▶ **Given problem A**
Based on the thread on wrong MIME-type detection, decide whether each statement agrees with it. Answer yes or no and quote the deciding words. (i) Tika falls back to text/plain when it does not know what a file is. (ii) The file program also marks the OCR'd books as Lisp data. (iii) Markus Jelsma describes adjusting parse-tika for the first two suggestions as a simple task.
▶ **Given problem B**
Summarize the thread on wrong MIME-type detection in two sentences.
▶ **Given problem C**
Extract the part of the thread on wrong MIME-type detection from "Posted to user@tika.apache.org" to "an incorrect mime-type?".

▶ **Provided passage**

You are viewing a plain text version of this content. The canonical link for it is here.
Posted to user@tika.apache.org by Markus Jelsma <ma...@openindex.io> on 2011/04/04 16:51:13 UTC

Wrong Mime-type detection

Hi,

I've got some OCR'd books in plain text format which are incorrectly marked as 
application/x-elc, probably because of the junk bytes in the head and 
sometimes tail. I've also seen some being marked as shockwave files. The 
additional problem is that the file program also marks these files as Lisp 
data.

My question is, how do you handle files that are given an incorrect mime-type? 
Are there some best practices?

Here are a few example files:

http://ia600400.us.archive.org/34/items/papersfromtortug183121922carn/papersfromtortug183121922carn_djvu.txt
http://ia700108.us.archive.org/14/items/reportofcommissi1881unit/reportofcommissi1881unit_djvu.txt
http://ia600300.us.archive.org/12/items/stuttgarterbeitr2747197779staa/stuttgarterbeitr2747197779staa_djvu.txt
http://ia600100.us.archive.org/9/items/nicolaijosephija01jacq/nicolaijosephija01jacq_djvu.txt

Cheers,
-- 
Markus Jelsma - CTO - Openindex
http://www.linkedin.com/in/markus17
050-8536620 / 06-50258350

Re: Wrong Mime-type detection

Posted by Nick Burch <ni...@alfresco.com>.
On Wed, 6 Apr 2011, Markus Jelsma wrote:
> However, removing all types other than plain/text from tika-mimetypes 
> might do the trick. Will Tika then fall back to that type even if it 
> first doesn't mark as such?

Tika will fall back to application/octet-stream if it doesn't know what a 
file is.

In the case of something like text/csv extends text/plain, then if you 
remove the entry for text/csv then Tika should fall back on text/plain 
(except if the match was only occuring on the latter)

Nick

Re: Wrong Mime-type detection

Posted by Markus Jelsma <ma...@openindex.io>.
 Hi Nick,

 Tika is deployed in my Nutch and it's not a simple task to adjust 
 parse-tika for the first two suggestions. However, removing all types 
 other than plain/text from tika-mimetypes might do the trick. Will Tika 
 then fall back to that type even if it first doesn't mark as such?

 Thanks,

 On Mon, 4 Apr 2011 17:22:20 +0100 (BST), Nick Burch 
 <ni...@alfresco.com> wrote:
> On Mon, 4 Apr 2011, Markus Jelsma wrote:
>> I've got some OCR'd books in plain text format which are incorrectly 
>> marked as application/x-elc, probably because of the junk bytes in the 
>> head and sometimes tail. I've also seen some being marked as shockwave 
>> files. The additional problem is that the file program also marks 
>> these files as Lisp data.
>
> One option is that if you trust the filename, you could match on just
> that. For example, you could decide that
> http://ia600400.us.archive.org/ can be trusted to get the content 
> type
> correct on text files, and just use theirs.
>
> Another one that could work in your special case could be to detect
> on both the start of the file, and say 10% and 20% in. If you get
> octet stream for the 10% and 20% then you know the first detection is
> likely to be correct. If they both give text, then there's a fair
> chance it's actually one of your iffy text files.

▶ **Dataset excerpt**

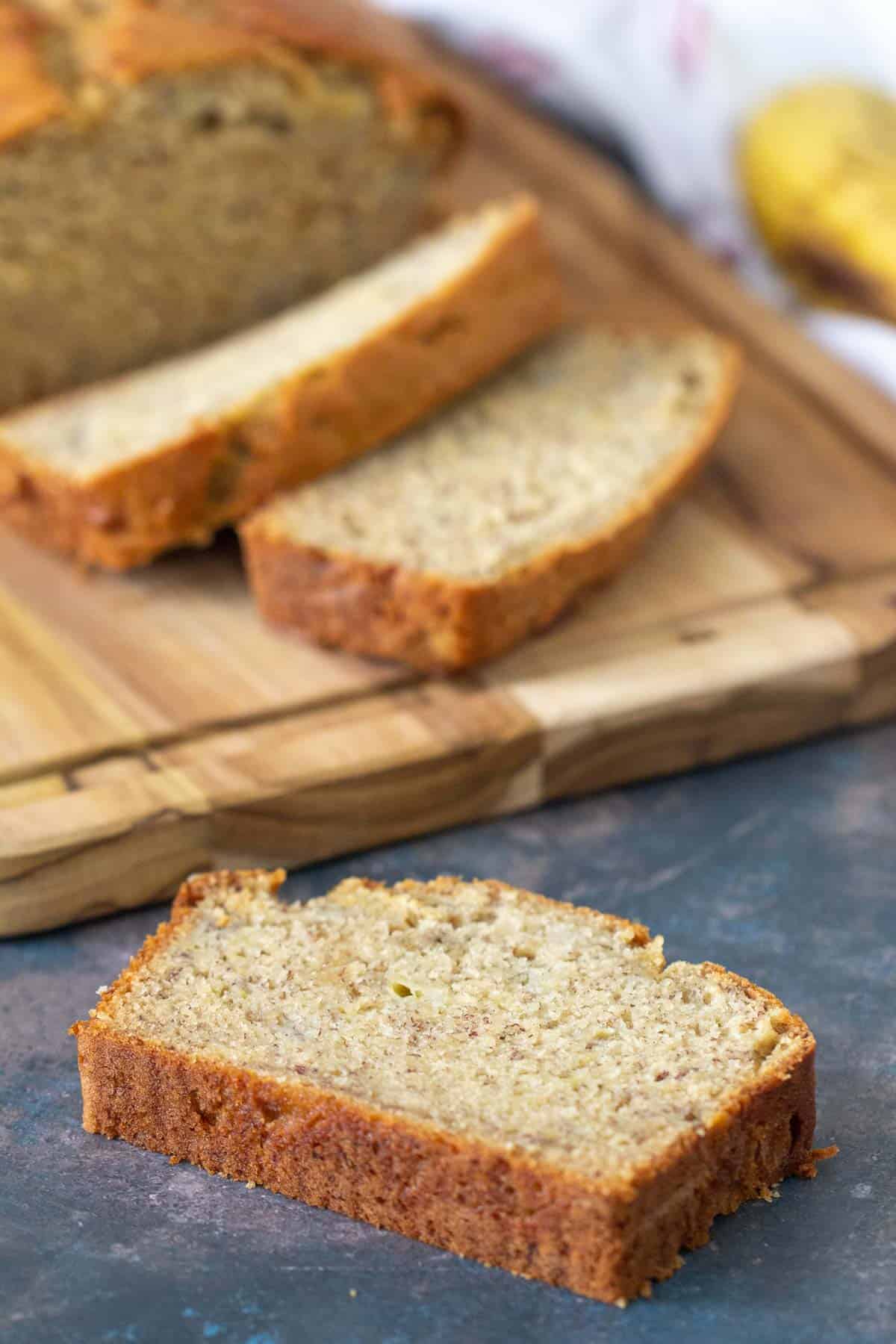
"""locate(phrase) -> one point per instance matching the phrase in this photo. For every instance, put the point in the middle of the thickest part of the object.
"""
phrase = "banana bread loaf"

▶ **Worked solution A**
(i) No: "Tika will fall back to application/octet-stream if it doesn't know what a file is."
(ii) Yes: "the file program also marks these files as Lisp data."
(iii) No: "it's not a simple task to adjust parse-tika for the first two suggestions."

▶ **Worked solution B**
Markus Jelsma reports that OCR'd books in plain text format are wrongly detected as application/x-elc or as shockwave files, probably because of junk bytes at the head and sometimes the tail, and asks how to handle files given an incorrect mime-type. Nick Burch suggests trusting the filename or also detecting at 10% and 20% into the file, and explains that Tika falls back to application/octet-stream for unknown files, while removing an entry such as text/csv, which extends text/plain, should make Tika fall back on text/plain.

▶ **Worked solution C**
Posted to user@tika.apache.org by Markus Jelsma <ma...@openindex.io> on 2011/04/04 16:51:13 UTC

Wrong Mime-type detection

Hi,

I've got some OCR'd books in plain text format which are incorrectly marked as 
application/x-elc, probably because of the junk bytes in the head and 
sometimes tail. I've also seen some being marked as shockwave files. The 
additional problem is that the file program also marks these files as Lisp 
data.

My question is, how do you handle files that are given an incorrect mime-type?